**Exercise prompt**:
Reproduce the portion of the election safeguards account below that lies between "The thing is, NOTHING" and "sweet! … BIG kerfuffle.", inclusive.

**Document extract**:
Problem: Miscellaneous chicanery. Solution: All the parties watched a) each other, and b) each stage of the process. Each table had three officials: one from each of the two big parties and one from one a small party (there were five parties in all). In addition, each table had watchers, or “vigilantes” (vigilant ones) from all the parties. Vigilantes were allowed to wear vests showing which party they were from, but the officials weren’t allowed to wear anything that showed their affiliation, not even a colored wrist band. (In practice, you could guess that the whitest, tallest official who had an air of what I can only call “rulers’ assurance” was from the oligarchs’ party; the one who looked most Indian or mestizo was from the workers’ party, and the third one was from one of the other parties.)
Some of the younger officials, happy to be doing their bit.
The thing is, NOTHING happened without representatives from all the parties seeing it. In case of a dispute, all the parties argued it out. In case a dispute wasn’t solved then and there, a Higher Official was called in. Everything was out in the open.
The big cheese from the Municipal Election Board (JEM) weighing in on a dispute.
Problem: Buying votes. Solution: Making sure no one knows how the voter voted. (If you want to rig an election, you don’t want to buy 100 votes and have only 12 “vote right”!) Voters were absolutely prohibited from showing their ballot to anybody, and there were cases where votes were disputed because of it. One mother wanted to include her little son in the process and had him mark her ballot for her. Then the son proudly showed Mama the ballot in full view of everyone. Aww, sweet! … BIG kerfuffle.
The voting booths were made of cardboard, cunningly constructed so the voter had to stand OUTSIDE and put the ballot in through a little paper flap, then peer over the top of the paper in order to mark it. The vigilantes kept a beady eye on them to make sure the voter didn’t pull a cellphone out of his pocket and stick it inside to photograph the ballot, because one way of telling how someone voted was to see a picture of it.
Voting booth. Notice that wheelchair voters can use the lower flap.
Problem: Illiterate/blind/disabled voters. Solutions: Since this election was ONLY for the president, the ballot papers simply had pictures of the parties’ flags on them. Voters had to mark the flag they wanted with an X. When signing afterward, illiterate voters could make a thumbprint. The center I saw was wheelchair friendly, and a troop of Boy Scouts was on hand to assist anyone who needed assistance.
Blind people could use a template with Braille markings, or they could request someone to help them mark the ballot. I was amused to see an old woman wearing a red FMLN hatband choose an FMLN vigilante to mark her ballot for her. This was allowed.
Making double-sure of everything: To get around the possibility that someone could subvert part of the process, a lot of steps were repeated. The list I mentioned was only the FIRST list. When they put the completed ballot into the ballot box, they had to sign ANOTHER list. At the end, the officials counted both lists. At the table I watched, there was a discrepancy of one, and they had to go through the names one by one to find the glitch.
After the voter signed list no. 2, they dipped their thumb in that pot of ink I mentioned. (Ewww-oogh!)

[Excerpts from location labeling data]
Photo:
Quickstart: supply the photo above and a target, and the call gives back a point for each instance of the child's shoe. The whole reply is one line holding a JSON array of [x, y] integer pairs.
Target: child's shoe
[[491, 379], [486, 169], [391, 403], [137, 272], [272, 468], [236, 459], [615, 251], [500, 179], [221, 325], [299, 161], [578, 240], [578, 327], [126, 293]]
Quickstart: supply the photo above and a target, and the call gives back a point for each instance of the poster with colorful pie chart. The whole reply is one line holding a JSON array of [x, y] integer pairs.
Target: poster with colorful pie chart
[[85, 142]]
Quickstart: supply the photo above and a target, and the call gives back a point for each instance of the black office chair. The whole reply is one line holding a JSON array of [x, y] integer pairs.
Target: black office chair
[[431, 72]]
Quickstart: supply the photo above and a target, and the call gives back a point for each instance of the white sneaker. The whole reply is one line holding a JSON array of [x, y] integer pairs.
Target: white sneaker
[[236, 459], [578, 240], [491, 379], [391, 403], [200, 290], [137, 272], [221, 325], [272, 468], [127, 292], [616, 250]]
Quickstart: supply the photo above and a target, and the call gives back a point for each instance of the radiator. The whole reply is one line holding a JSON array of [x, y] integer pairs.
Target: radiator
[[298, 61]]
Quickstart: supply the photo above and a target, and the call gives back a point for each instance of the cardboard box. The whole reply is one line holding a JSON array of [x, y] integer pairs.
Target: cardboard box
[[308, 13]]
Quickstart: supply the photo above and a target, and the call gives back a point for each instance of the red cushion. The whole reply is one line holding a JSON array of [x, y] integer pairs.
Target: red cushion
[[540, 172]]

**Output for this task**:
The thing is, NOTHING happened without representatives from all the parties seeing it. In case of a dispute, all the parties argued it out. In case a dispute wasn’t solved then and there, a Higher Official was called in. Everything was out in the open.
The big cheese from the Municipal Election Board (JEM) weighing in on a dispute.
Problem: Buying votes. Solution: Making sure no one knows how the voter voted. (If you want to rig an election, you don’t want to buy 100 votes and have only 12 “vote right”!) Voters were absolutely prohibited from showing their ballot to anybody, and there were cases where votes were disputed because of it. One mother wanted to include her little son in the process and had him mark her ballot for her. Then the son proudly showed Mama the ballot in full view of everyone. Aww, sweet! … BIG kerfuffle.